** Exercise requirements **
[A] Answer these questions using the course overview, one answer per line, marked (i), (ii), (iii) as the questions are:
(i) Which chapter of Sutton and Barto does the overview suggest as prior reading?
(ii) About how long is the read time?
(iii) At how many different values of γ does the practice have you compute discounted returns?
[B] List every difficulty that the course overview names as making deep RL hard.

## begin Text to read

Prerequisites: none within this track (it is the opener). Background expected from earlier tracks: T11 (Neural Network Intuition), T12 (Intro to Deep Learning), or T13 (Build Neural Networks from Scratch), so “a neural network is a function with thousands of knobs you tune by gradient descent” is already familiar; and ideally T17 (RL Foundations, in parallel) for the MDP and dynamic-programming background that this track’s mathematics will lean on from lesson 3 onward. If you have not seen MDPs, lesson 3 will introduce them, but a prior pass via T17 or Sutton and Barto Chapter 3 will make the going faster. No coding, nothing installed; the practice is pen and paper with a calculator.

By the end, you’ll be able to

Place reinforcement learning alongside supervised and unsupervised learning, and explain why RL is not just “supervised with a reward in place of a label”
Draw the agent-environment loop and define its core vocabulary (state, action, reward, policy, return, discount)
Compute a discounted return given a reward sequence and a discount factor, and explain what changing the discount does
Explain why “deep” RL means a neural-network function approximator, and what that gains and costs versus classical tabular RL
Name the difficulties that make deep RL hard (credit assignment, distribution shift, function-approximation guarantees, exploration vs exploitation, sample efficiency) and recognize them as the track’s later-lesson agenda

Time and difficulty

Read time: about 12 minutes
Practice time: about 13 minutes (computing discounted returns at three different γ, a regime-classification drill, and flashcards)
Difficulty: standard (the opener of a math-heavy track; later lessons step up)

## end Text to read
## begin Record extracts

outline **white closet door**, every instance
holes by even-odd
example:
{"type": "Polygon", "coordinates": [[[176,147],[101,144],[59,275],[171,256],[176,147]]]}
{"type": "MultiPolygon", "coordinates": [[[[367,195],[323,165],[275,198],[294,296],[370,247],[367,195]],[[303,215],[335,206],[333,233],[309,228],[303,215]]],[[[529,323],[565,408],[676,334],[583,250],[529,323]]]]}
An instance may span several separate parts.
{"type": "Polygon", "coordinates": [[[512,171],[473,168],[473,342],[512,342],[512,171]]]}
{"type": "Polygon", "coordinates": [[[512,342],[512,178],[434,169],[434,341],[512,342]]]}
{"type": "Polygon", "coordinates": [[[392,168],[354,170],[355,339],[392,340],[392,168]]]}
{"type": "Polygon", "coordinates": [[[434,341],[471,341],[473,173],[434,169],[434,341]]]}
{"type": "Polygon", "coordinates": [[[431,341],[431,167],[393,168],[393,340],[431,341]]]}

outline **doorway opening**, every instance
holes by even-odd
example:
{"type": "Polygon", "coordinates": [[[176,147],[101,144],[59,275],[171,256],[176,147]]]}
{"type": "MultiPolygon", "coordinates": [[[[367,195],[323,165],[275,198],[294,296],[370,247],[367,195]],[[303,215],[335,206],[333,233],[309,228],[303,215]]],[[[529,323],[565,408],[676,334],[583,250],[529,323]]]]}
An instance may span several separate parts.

## end Record extracts

** Solutions to the exercise **
[A]
(i) Chapter 3
(ii) About 12 minutes
(iii) Three

[B]
- Credit assignment
- Distribution shift
- Function-approximation guarantees
- Exploration vs exploitation
- Sample efficiency